### Given instruction
Make a verbatim copy of the entries below; pictures stay out.

# # # # #

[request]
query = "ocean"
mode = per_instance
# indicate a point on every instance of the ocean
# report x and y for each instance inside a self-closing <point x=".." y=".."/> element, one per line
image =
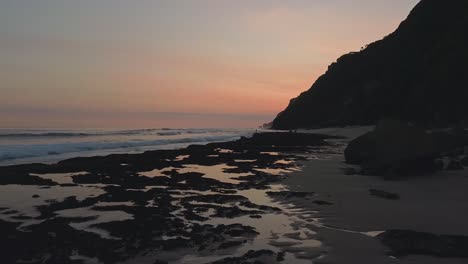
<point x="19" y="146"/>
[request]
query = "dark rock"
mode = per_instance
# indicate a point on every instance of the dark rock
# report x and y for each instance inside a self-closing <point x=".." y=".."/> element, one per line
<point x="320" y="202"/>
<point x="398" y="148"/>
<point x="384" y="194"/>
<point x="416" y="73"/>
<point x="454" y="165"/>
<point x="406" y="242"/>
<point x="257" y="257"/>
<point x="464" y="161"/>
<point x="349" y="171"/>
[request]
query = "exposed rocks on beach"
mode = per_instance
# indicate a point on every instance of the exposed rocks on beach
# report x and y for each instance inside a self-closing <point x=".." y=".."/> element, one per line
<point x="398" y="149"/>
<point x="162" y="203"/>
<point x="406" y="242"/>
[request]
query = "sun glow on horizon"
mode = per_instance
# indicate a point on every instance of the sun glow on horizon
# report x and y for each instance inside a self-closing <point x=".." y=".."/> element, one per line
<point x="232" y="58"/>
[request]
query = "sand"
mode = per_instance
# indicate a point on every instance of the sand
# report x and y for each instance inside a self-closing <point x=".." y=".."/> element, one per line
<point x="437" y="204"/>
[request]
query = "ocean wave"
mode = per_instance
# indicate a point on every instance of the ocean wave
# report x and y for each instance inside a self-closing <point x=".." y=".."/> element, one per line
<point x="20" y="151"/>
<point x="64" y="134"/>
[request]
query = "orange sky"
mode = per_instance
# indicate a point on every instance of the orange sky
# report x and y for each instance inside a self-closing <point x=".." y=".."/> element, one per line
<point x="89" y="59"/>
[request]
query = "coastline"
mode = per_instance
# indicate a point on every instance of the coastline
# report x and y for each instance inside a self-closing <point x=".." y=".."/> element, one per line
<point x="214" y="203"/>
<point x="435" y="204"/>
<point x="249" y="200"/>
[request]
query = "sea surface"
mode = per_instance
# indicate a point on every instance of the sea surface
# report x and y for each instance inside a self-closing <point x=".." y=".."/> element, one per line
<point x="18" y="146"/>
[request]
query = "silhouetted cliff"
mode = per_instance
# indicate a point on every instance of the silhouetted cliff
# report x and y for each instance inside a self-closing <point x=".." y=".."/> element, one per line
<point x="418" y="73"/>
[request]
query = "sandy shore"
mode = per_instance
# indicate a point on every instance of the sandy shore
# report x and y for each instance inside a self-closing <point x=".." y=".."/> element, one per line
<point x="437" y="204"/>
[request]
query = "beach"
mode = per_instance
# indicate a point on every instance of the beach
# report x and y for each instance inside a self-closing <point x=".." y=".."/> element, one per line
<point x="435" y="204"/>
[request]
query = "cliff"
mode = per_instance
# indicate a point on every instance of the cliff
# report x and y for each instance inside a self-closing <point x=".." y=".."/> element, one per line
<point x="418" y="73"/>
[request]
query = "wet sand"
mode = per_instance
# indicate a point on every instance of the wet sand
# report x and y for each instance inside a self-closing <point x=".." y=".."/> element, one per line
<point x="215" y="203"/>
<point x="436" y="204"/>
<point x="231" y="202"/>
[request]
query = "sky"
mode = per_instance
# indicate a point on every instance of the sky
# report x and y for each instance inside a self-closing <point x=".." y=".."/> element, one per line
<point x="173" y="63"/>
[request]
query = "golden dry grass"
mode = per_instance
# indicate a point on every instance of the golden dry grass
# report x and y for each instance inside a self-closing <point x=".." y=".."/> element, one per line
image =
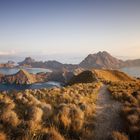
<point x="128" y="93"/>
<point x="58" y="113"/>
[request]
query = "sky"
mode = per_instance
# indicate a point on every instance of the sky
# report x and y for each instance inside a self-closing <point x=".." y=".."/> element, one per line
<point x="70" y="29"/>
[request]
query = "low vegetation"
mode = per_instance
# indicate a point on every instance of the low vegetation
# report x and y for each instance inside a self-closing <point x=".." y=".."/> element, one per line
<point x="65" y="113"/>
<point x="129" y="94"/>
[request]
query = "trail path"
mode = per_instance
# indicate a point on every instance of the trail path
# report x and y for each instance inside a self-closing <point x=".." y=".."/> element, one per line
<point x="107" y="115"/>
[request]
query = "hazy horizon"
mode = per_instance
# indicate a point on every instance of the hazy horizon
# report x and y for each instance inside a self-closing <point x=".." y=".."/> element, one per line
<point x="64" y="30"/>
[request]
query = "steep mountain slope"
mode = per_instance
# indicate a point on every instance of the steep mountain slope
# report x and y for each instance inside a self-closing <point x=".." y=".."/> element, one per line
<point x="101" y="60"/>
<point x="89" y="76"/>
<point x="21" y="77"/>
<point x="112" y="75"/>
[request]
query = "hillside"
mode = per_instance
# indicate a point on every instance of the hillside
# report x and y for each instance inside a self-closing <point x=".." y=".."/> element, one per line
<point x="112" y="75"/>
<point x="101" y="60"/>
<point x="100" y="75"/>
<point x="96" y="60"/>
<point x="21" y="77"/>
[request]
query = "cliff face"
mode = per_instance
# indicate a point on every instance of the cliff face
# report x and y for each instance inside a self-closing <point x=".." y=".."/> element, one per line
<point x="97" y="60"/>
<point x="89" y="76"/>
<point x="9" y="64"/>
<point x="22" y="77"/>
<point x="101" y="60"/>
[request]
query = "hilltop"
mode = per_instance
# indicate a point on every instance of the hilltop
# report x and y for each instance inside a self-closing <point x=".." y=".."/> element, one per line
<point x="96" y="60"/>
<point x="21" y="77"/>
<point x="104" y="75"/>
<point x="101" y="60"/>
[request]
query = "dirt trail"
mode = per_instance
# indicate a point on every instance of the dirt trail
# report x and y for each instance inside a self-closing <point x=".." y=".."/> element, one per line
<point x="107" y="115"/>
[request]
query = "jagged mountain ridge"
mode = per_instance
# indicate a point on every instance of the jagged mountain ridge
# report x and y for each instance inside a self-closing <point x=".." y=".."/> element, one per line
<point x="101" y="60"/>
<point x="96" y="60"/>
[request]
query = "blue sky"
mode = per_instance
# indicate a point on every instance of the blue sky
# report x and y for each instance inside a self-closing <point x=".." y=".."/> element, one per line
<point x="70" y="27"/>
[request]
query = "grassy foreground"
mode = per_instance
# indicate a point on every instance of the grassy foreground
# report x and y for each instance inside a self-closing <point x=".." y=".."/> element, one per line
<point x="129" y="94"/>
<point x="49" y="114"/>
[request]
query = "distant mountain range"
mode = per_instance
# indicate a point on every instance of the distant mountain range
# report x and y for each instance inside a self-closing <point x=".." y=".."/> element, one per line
<point x="97" y="60"/>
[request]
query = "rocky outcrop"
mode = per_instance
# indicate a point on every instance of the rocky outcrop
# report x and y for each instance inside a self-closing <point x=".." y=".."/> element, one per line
<point x="52" y="65"/>
<point x="101" y="60"/>
<point x="97" y="60"/>
<point x="83" y="77"/>
<point x="21" y="77"/>
<point x="60" y="76"/>
<point x="9" y="64"/>
<point x="103" y="75"/>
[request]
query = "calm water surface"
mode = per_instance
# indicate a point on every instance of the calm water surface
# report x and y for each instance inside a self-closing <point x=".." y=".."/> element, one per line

# # # # #

### Finished exercise
[request]
query = "ocean"
mode = per_instance
# indicate a point on every instance of the ocean
# report x and y for each instance inside a self-closing <point x=".." y=".."/> element, one per line
image =
<point x="19" y="146"/>
[request]
query = "dark rock"
mode = per_instance
# indicate a point on every instance of the dark rock
# report x and y for each instance inside a self-closing <point x=".." y=".."/> element, one per line
<point x="320" y="202"/>
<point x="398" y="148"/>
<point x="384" y="194"/>
<point x="416" y="73"/>
<point x="454" y="165"/>
<point x="406" y="242"/>
<point x="257" y="257"/>
<point x="464" y="161"/>
<point x="349" y="171"/>
[request]
query = "exposed rocks on beach"
mode = per_instance
# indicate a point on every instance of the exposed rocks on beach
# report x and y for each instance inside a self-closing <point x=".." y=".."/> element, one per line
<point x="398" y="149"/>
<point x="162" y="203"/>
<point x="406" y="242"/>
[request]
query = "sun glow on horizon"
mode = per_instance
# indicate a point on every instance of the sun glow on horizon
# report x and y for each instance inside a self-closing <point x=".." y=".."/> element, one per line
<point x="232" y="58"/>
[request]
query = "sand"
mode = per_instance
# indicate a point on every instance of the sand
# report x and y for each instance inside a self-closing <point x=".." y=".."/> element, one per line
<point x="437" y="204"/>
[request]
query = "ocean wave"
mode = per_instance
# indicate a point on every instance of the ocean wave
# report x and y for each instance inside a self-closing <point x=".." y=".."/> element, one per line
<point x="20" y="151"/>
<point x="64" y="134"/>
[request]
query = "orange sky"
mode = per_instance
# indicate a point on every instance of the orange sky
# report x and y for each instance inside a self-closing <point x=".." y=".."/> element, one per line
<point x="89" y="59"/>
[request]
query = "coastline"
mode = per_instance
# indicate a point on every instance of the coastline
# report x and y for each instance inside a self-closing <point x=".." y=".."/> element, one per line
<point x="214" y="203"/>
<point x="435" y="204"/>
<point x="249" y="200"/>
[request]
query = "sea surface"
mode = per_instance
# indicate a point on every instance of the sea surface
# report x and y for each instance inside a self-closing <point x=".." y=".."/> element, one per line
<point x="18" y="146"/>
[request]
query = "silhouetted cliff"
mode = per_instance
# indicate a point on every instance of the silhouetted cliff
# report x and y for each instance inside a self-closing <point x=".." y=".."/> element, one per line
<point x="418" y="73"/>
[request]
query = "sandy shore"
mode = per_instance
# indicate a point on every instance of the sandy shore
# report x and y for each instance inside a self-closing <point x=".." y=".."/> element, one per line
<point x="437" y="204"/>
[request]
query = "beach"
mode = per_instance
# indicate a point on every instance of the beach
# report x and y for each instance inside a self-closing <point x=".." y=".."/> element, one per line
<point x="435" y="204"/>
[request]
query = "cliff"
mode = per_instance
# indicate a point on every instance of the cliff
# report x and y for each instance inside a self-closing <point x=".." y=".."/> element, one per line
<point x="418" y="73"/>
[request]
query = "wet sand"
mode = per_instance
# indicate a point on every instance of the wet sand
# report x and y for each instance inside a self-closing <point x=".." y=".."/> element, one per line
<point x="215" y="203"/>
<point x="436" y="204"/>
<point x="231" y="202"/>
[request]
query = "sky"
mode = per_instance
# indicate a point on every instance of the sky
# report x and y for each instance inside a self-closing <point x=".." y=".."/> element, one per line
<point x="173" y="63"/>
[request]
query = "golden dry grass"
mode = per_instance
# indicate a point on every instance of the golden dry grass
# report x and y for each instance inside a self-closing <point x=".." y=".."/> element, one per line
image =
<point x="128" y="93"/>
<point x="58" y="113"/>
[request]
query = "sky"
mode = per_instance
# indicate a point on every instance of the sky
# report x and y for each instance inside a self-closing <point x=".." y=".."/> element, one per line
<point x="70" y="29"/>
[request]
query = "low vegetation"
mode = per_instance
# indicate a point on every instance of the low vegetation
# report x and y for each instance inside a self-closing <point x=".." y=".."/> element, one per line
<point x="65" y="113"/>
<point x="129" y="94"/>
[request]
query = "trail path"
mode = per_instance
# indicate a point on every instance of the trail path
# report x and y for each instance inside a self-closing <point x=".." y=".."/> element, one per line
<point x="107" y="115"/>
[request]
query = "hazy horizon"
mode = per_instance
# indicate a point on every instance of the hazy horizon
# report x and y for each instance inside a self-closing <point x=".." y=".."/> element, one per line
<point x="64" y="30"/>
[request]
query = "steep mountain slope"
mode = per_instance
# indicate a point on every instance of the steep mountain slope
# report x and y for each instance inside a self-closing <point x=".." y=".."/> element, one per line
<point x="101" y="60"/>
<point x="89" y="76"/>
<point x="21" y="77"/>
<point x="112" y="75"/>
[request]
query = "hillside"
mode = per_instance
# indicate a point on every instance of the hillside
# report x and y for each instance inside a self-closing <point x=".." y=".."/> element, one per line
<point x="112" y="75"/>
<point x="101" y="60"/>
<point x="100" y="75"/>
<point x="96" y="60"/>
<point x="21" y="77"/>
[request]
query = "cliff face"
mode = per_instance
# indicate a point on every instance of the cliff face
# report x and y for each instance inside a self-closing <point x=".." y=".."/> element, one per line
<point x="97" y="60"/>
<point x="89" y="76"/>
<point x="9" y="64"/>
<point x="22" y="77"/>
<point x="101" y="60"/>
[request]
query = "hilltop"
mode = per_instance
# indicate a point on every instance of the hilltop
# report x and y for each instance inside a self-closing <point x=".." y=".."/> element, one per line
<point x="96" y="60"/>
<point x="21" y="77"/>
<point x="104" y="75"/>
<point x="101" y="60"/>
[request]
query = "dirt trail"
mode = per_instance
# indicate a point on every instance of the dirt trail
# report x and y for each instance inside a self-closing <point x=".." y=".."/> element, one per line
<point x="107" y="115"/>
[request]
query = "jagged mountain ridge"
mode = per_instance
# indicate a point on every instance of the jagged mountain ridge
# report x and y for each instance inside a self-closing <point x=".." y=".."/> element, one per line
<point x="101" y="60"/>
<point x="96" y="60"/>
[request]
query = "blue sky"
mode = per_instance
# indicate a point on every instance of the blue sky
# report x and y for each instance inside a self-closing <point x=".." y=".."/> element, one per line
<point x="70" y="27"/>
[request]
query = "grassy foreground"
mode = per_instance
# indicate a point on every instance of the grassy foreground
# report x and y for each instance inside a self-closing <point x=".." y=".."/> element, one per line
<point x="129" y="94"/>
<point x="49" y="114"/>
[request]
query = "distant mountain range"
mode = per_instance
# indicate a point on every instance of the distant mountain range
# report x and y for each instance inside a self-closing <point x=".." y=".."/> element, one per line
<point x="97" y="60"/>
[request]
query = "rocky outcrop"
mode = per_instance
# indicate a point on every instance of the rocky outcrop
# report x and y for each instance inside a self-closing <point x=".." y=".."/> element, one per line
<point x="52" y="65"/>
<point x="101" y="60"/>
<point x="97" y="60"/>
<point x="83" y="77"/>
<point x="21" y="77"/>
<point x="60" y="76"/>
<point x="9" y="64"/>
<point x="103" y="75"/>
[request]
query = "calm water surface"
mode = per_instance
# indicate a point on every instance of the calm water surface
# report x and y for each instance inside a self-closing <point x=".." y=".."/> element, one per line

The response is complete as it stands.